## Stated problem:
Transcribe all records exactly.

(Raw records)
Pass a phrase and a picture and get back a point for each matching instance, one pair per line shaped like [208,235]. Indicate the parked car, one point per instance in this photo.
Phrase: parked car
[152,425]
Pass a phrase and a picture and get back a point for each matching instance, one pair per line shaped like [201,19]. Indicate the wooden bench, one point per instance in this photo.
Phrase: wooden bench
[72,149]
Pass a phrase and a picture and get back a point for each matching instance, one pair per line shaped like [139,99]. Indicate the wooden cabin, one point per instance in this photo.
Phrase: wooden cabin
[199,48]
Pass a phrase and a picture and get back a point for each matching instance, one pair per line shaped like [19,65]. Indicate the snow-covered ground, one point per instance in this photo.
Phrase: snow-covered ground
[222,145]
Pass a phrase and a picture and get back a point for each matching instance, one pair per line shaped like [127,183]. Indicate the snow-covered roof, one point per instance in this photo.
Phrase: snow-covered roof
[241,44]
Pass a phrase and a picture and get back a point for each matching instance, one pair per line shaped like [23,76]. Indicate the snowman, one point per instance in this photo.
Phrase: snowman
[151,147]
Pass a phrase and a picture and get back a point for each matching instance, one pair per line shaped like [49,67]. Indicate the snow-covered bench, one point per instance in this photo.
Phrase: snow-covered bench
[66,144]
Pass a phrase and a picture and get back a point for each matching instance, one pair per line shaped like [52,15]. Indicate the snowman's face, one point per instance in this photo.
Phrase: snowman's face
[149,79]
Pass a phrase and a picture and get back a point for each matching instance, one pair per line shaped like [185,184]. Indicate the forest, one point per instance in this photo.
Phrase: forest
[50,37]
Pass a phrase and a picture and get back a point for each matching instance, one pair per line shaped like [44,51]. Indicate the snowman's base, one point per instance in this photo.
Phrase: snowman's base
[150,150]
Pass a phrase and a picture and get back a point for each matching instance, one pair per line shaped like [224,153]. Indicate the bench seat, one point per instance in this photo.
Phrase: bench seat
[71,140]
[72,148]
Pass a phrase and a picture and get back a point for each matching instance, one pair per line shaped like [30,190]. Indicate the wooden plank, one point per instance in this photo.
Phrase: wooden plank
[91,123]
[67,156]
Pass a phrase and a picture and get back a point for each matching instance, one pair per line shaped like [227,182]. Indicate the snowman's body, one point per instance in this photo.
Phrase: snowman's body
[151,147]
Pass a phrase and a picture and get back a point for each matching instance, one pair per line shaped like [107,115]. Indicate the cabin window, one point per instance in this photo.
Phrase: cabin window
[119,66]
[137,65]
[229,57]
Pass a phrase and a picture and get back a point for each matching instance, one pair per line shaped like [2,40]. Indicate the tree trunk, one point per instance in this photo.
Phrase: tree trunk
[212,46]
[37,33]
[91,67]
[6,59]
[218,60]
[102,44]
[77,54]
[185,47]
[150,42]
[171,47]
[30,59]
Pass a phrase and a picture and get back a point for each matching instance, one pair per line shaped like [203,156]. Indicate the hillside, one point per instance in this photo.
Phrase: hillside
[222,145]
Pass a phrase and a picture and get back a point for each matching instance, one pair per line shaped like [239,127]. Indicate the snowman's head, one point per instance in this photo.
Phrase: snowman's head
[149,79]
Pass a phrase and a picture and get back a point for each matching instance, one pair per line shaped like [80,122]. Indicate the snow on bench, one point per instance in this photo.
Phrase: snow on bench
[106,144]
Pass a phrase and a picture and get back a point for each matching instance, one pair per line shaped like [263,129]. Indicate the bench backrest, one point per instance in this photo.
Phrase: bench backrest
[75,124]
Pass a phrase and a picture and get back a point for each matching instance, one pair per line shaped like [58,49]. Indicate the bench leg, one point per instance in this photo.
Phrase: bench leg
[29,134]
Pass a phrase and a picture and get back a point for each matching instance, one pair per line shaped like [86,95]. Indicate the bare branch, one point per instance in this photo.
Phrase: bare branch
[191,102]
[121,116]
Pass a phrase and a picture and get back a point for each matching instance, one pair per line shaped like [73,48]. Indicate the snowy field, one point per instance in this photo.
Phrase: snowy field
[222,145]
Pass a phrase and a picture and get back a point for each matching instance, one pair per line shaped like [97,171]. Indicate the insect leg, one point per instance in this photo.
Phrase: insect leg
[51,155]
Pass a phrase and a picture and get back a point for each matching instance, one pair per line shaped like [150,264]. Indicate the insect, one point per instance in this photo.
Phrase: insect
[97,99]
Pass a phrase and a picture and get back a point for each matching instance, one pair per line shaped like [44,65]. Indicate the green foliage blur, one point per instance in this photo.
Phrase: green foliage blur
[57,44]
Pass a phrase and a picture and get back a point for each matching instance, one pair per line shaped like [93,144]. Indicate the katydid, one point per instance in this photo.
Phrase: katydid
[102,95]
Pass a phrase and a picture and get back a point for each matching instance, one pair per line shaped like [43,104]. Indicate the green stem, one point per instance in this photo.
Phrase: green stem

## Solved exercise:
Pass a phrase and a picture and get back a point for each matching instance, one pair per line shaped like [208,235]. Indicate the parked car, one point per instance in this photo.
Phrase: parked car
[152,425]
Pass a phrase and a picture and get back a point for each matching instance, one pair per line shaped like [201,19]. Indicate the wooden bench, one point per instance in this photo.
Phrase: wooden bench
[72,149]
Pass a phrase and a picture and get back a point for each matching instance, one pair per line shaped like [139,99]. Indicate the wooden cabin, one point per instance in this photo.
Phrase: wooden cabin
[199,48]
Pass a phrase and a picture and get back a point for each matching instance, one pair per line shaped like [19,65]. Indicate the snow-covered ground, one point per instance in this photo.
Phrase: snow-covered ground
[222,145]
Pass a phrase and a picture and get back a point for each matching instance, one pair per line shaped like [127,183]. Indicate the snow-covered roof, one point per instance in this photo.
Phrase: snow-covered roof
[241,44]
Pass a phrase and a picture and get back a point for each matching instance, one pair per line shaped like [23,76]. Indicate the snowman, one point per instance in this photo.
Phrase: snowman
[151,147]
Pass a phrase and a picture and get back a point for each matching instance, one pair per line shaped like [49,67]. Indicate the snow-covered bench, one point per instance in this photo.
Phrase: snow-covered bench
[66,144]
Pass a phrase and a picture and get back a point for each matching instance, one pair per line shaped like [52,15]. Indicate the snowman's face, one point per instance in this photo.
Phrase: snowman's face
[149,79]
Pass a phrase and a picture and get back a point for each matching instance, one pair per line shaped like [185,184]. Indicate the forest, one point per instance in this photo.
Phrase: forest
[50,37]
Pass a phrase and a picture and get back a point for each matching instance, one pair per line shaped like [44,51]. Indicate the snowman's base, one point per instance in this photo.
Phrase: snowman's base
[150,150]
Pass a phrase and a picture and get back a point for each matching instance, one pair per line shaped like [224,153]. Indicate the bench seat, one point per instance in this photo.
Phrase: bench seat
[71,140]
[72,148]
Pass a phrase and a picture and get back a point for each matching instance, one pair per line shaped like [30,190]. Indicate the wooden plank, one point per instance in this photo.
Phrase: wooden plank
[91,123]
[67,156]
Pass a phrase and a picture and get back a point for each matching instance, one pair per line shaped like [227,182]. Indicate the snowman's body, one point per instance in this photo.
Phrase: snowman's body
[151,147]
Pass a phrase and a picture and get back a point for each matching instance, one pair per line shaped like [107,115]. Indicate the cabin window, one point per instance in this photo.
Phrase: cabin window
[119,66]
[137,65]
[229,57]
Pass a phrase and a picture and get back a point for each matching instance, one pair per line shaped like [2,40]. Indicate the tree trunk, one point per instance in this photo.
Phrase: tree trunk
[212,46]
[37,33]
[91,67]
[6,59]
[218,60]
[102,44]
[77,54]
[185,47]
[150,42]
[171,47]
[30,59]
Pass a phrase and a picture and get back a point for each matching instance, one pair per line shaped like [203,156]. Indicate the hillside, one point per instance in this photo.
Phrase: hillside
[222,145]
Pass a phrase and a picture and get back a point for each matching instance, one pair per line shaped like [239,127]. Indicate the snowman's head, one point per instance in this photo.
Phrase: snowman's head
[149,79]
Pass a phrase and a picture and get back a point for each matching instance, one pair per line shaped like [80,122]. Indicate the snow on bench, one point per instance in this photo.
Phrase: snow on bench
[106,144]
Pass a phrase and a picture and get back a point for each matching instance, one pair per line shaped like [263,129]. Indicate the bench backrest, one point per instance in this photo.
Phrase: bench backrest
[75,124]
Pass a phrase and a picture and get back a point for each matching instance, one pair per line shaped like [58,49]. Indicate the bench leg, one point per instance in this photo.
Phrase: bench leg
[29,134]
Pass a phrase and a picture and get back a point for each matching instance, one pair per line shaped like [86,95]. Indicate the bare branch, one point per instance in this photo.
Phrase: bare branch
[191,102]
[121,116]
Pass a phrase and a picture and get back a point for each matching instance, one pair per line shaped like [73,48]. Indicate the snowy field, one point per instance in this photo.
Phrase: snowy field
[222,145]
Pass a phrase and a picture and get back a point for each matching instance, one pair per line shaped like [97,171]. Indicate the insect leg, one point per instance in this photo.
Phrase: insect leg
[51,155]
Pass a phrase and a picture and get back a point for each matching instance, one pair per line shaped like [150,264]. Indicate the insect, one point per instance in this photo.
Phrase: insect
[97,99]
Pass a phrase and a picture and get back a point for each matching instance, one pair per line shaped like [44,65]. Indicate the green foliage blur, one point per instance in this photo.
Phrase: green foliage blur
[57,44]
Pass a phrase and a picture and get back a point for each matching instance, one pair per line shaped like [93,144]. Indicate the katydid, one point per instance in this photo.
Phrase: katydid
[102,95]
Pass a phrase and a picture and get back a point for each matching instance, one pair per line shaped like [43,104]. Indicate the green stem, one point per instance in this photo.
Phrase: green stem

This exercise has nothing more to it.